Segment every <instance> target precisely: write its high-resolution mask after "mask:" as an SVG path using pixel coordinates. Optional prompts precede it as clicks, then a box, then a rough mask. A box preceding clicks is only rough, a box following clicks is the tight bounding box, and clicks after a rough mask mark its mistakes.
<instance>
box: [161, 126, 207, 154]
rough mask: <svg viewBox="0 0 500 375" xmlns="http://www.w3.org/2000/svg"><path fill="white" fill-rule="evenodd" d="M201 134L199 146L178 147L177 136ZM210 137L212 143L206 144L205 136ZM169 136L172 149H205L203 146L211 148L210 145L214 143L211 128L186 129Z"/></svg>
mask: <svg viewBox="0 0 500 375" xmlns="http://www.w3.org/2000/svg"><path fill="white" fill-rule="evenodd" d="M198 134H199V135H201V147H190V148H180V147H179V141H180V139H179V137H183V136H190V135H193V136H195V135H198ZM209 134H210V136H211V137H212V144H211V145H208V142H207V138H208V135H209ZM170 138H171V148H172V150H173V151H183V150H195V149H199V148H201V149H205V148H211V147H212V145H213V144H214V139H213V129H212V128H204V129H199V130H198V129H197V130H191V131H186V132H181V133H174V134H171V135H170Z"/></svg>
:::
## Your assignment
Would you please filter the lines above and copy every one that includes "instance"?

## Solved exercise
Segment every <instance> target precisely: write its high-resolution mask after "mask:" as an SVG path using pixel coordinates. Optional prompts precede it as clicks, then a box, then a rough mask. A box preceding clicks is only rough, a box following clicks is the tight bounding box, and clicks after a rough mask mark its mistakes.
<instance>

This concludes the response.